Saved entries

----------------

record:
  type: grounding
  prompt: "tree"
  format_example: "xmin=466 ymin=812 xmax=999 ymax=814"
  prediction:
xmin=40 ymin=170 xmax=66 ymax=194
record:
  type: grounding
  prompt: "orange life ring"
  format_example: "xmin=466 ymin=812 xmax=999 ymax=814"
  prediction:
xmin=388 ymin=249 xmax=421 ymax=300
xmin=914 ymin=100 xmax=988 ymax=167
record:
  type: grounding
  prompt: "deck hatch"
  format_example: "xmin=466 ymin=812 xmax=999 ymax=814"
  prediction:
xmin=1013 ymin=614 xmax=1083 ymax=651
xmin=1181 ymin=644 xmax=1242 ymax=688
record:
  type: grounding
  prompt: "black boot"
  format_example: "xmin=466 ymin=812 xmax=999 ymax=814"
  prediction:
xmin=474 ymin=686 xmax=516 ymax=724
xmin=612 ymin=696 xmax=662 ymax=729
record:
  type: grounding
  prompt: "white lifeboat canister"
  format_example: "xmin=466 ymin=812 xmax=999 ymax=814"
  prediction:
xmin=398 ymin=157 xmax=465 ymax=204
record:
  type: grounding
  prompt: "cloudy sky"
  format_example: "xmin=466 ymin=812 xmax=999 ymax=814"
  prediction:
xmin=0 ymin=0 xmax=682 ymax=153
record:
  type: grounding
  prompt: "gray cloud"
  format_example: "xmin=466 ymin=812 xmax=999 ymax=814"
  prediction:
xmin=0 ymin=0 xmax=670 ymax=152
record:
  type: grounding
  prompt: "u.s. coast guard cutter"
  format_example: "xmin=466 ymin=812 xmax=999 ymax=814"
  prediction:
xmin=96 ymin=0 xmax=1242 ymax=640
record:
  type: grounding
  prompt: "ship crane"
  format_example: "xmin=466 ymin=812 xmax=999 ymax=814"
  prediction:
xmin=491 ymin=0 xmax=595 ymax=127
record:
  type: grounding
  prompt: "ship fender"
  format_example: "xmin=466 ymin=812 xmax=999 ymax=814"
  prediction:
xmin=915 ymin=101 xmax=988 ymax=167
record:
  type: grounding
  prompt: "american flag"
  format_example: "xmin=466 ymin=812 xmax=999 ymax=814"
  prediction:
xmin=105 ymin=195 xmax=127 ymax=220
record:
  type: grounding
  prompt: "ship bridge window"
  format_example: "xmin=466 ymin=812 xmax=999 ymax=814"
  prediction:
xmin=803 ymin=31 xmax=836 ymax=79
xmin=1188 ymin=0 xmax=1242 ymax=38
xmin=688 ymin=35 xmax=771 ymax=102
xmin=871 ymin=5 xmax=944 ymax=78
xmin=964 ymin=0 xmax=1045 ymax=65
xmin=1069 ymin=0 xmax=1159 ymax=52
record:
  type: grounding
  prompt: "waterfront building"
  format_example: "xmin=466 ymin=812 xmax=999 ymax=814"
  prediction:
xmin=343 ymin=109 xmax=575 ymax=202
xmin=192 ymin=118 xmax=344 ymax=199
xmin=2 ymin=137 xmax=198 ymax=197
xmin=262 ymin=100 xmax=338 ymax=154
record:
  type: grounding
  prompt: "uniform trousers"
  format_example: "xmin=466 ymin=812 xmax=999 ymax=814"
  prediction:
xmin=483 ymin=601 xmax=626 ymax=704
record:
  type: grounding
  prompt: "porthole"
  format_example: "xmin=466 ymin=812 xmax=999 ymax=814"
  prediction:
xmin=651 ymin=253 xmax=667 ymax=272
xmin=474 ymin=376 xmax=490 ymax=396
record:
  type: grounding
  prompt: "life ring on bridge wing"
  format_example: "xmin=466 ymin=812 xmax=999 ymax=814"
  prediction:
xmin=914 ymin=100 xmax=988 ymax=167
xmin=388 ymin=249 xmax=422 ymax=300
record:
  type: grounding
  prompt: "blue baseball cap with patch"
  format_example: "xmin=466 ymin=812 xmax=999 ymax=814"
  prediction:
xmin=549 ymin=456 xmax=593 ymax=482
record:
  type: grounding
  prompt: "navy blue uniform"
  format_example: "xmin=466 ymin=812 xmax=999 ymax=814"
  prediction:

----------------

• _INSTRUCTIONS TO FOLLOW_: Which of the lines above carry the string "uniform"? Pick them out and copy them.

• _EXERCISE SOLUTION_:
  prompt: "uniform trousers"
  prompt: "navy blue uniform"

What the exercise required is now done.